**WRITTEN INSTRUCTION 1**
In the judgment extract, what share of the compensation amount were the appellants directed to deposit?
**WRITTEN INSTRUCTION 2**
Revise the judgment extract from "2.     Videocon International" up to and including "Leave granted.", changing "reported in" to "cited in".
**WRITTEN INSTRUCTION 3**
According to the judgment extract, why are the appeals in this group decided and disposed of together?

** Start of PAGE EXTRACT **

1.     Garikapatti Veeraya v. N. Subbiah Choudhury, reported in AIR 1957 SC 540.

2.     Videocon International Limited v. Securities and Exchange Board of India, reported in (2015) 4 SCC 33.

3.     M/s Ginni Garments and another v. M/s Sethi Garments 2019(1) LAR 1 (P&H).

4.     Ajay Vinodchandra Shah v. The State of Maharashtra (Criminal Writ Petition No. 258 of 2019).

5.     Dilip S. Dhanukar v. Kotak Mahindra Bank, reported in (2007) 6 SCC 528.

JUDGMENT

M.R. SHAH, J. –

Leave granted.

2. As common question of law and facts arise in this group of appeals and, as such, all these appeals, arise out of the impugned common judgment and order passed by the High Court, are being decided and disposed of together by this common judgment and order.

3. Feeling aggrieved and dissatisfied with the impugned common order passed by the High Court of Punjab and Haryana at Chandigarh, by which the High Court has dismissed the respective revision applications and has confirmed the order passed by the first appellate court – learned Additional Sessions Judge, Panchkula, directing the appellants herein – original appellants – original accused to deposit 25% of the amount of compensation, in view of the provisions of amended Act No. 20 of 2018 in Section 148 of the Negotiable Instruments Act, 1881 (hereinafter referred to as the ‘N.I. Act’), the original appellants – original accused have preferred the present appeals.

** End of PAGE EXTRACT **
** Start of SUPPLIED INFORMATION **

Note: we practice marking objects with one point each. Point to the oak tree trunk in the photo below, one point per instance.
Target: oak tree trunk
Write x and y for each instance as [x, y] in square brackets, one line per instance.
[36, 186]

** End of SUPPLIED INFORMATION **

**WORKED SOLUTION 1**
25% of the amount of compensation.

**WORKED SOLUTION 2**
2.     Videocon International Limited v. Securities and Exchange Board of India, cited in (2015) 4 SCC 33.

3.     M/s Ginni Garments and another v. M/s Sethi Garments 2019(1) LAR 1 (P&H).

4.     Ajay Vinodchandra Shah v. The State of Maharashtra (Criminal Writ Petition No. 258 of 2019).

5.     Dilip S. Dhanukar v. Kotak Mahindra Bank, cited in (2007) 6 SCC 528.

JUDGMENT

M.R. SHAH, J. –

Leave granted.

**WORKED SOLUTION 3**
A common question of law and facts arises in the group of appeals, and all of them arise out of the same impugned common judgment and order passed by the High Court. They are therefore decided and disposed of together by one common judgment and order.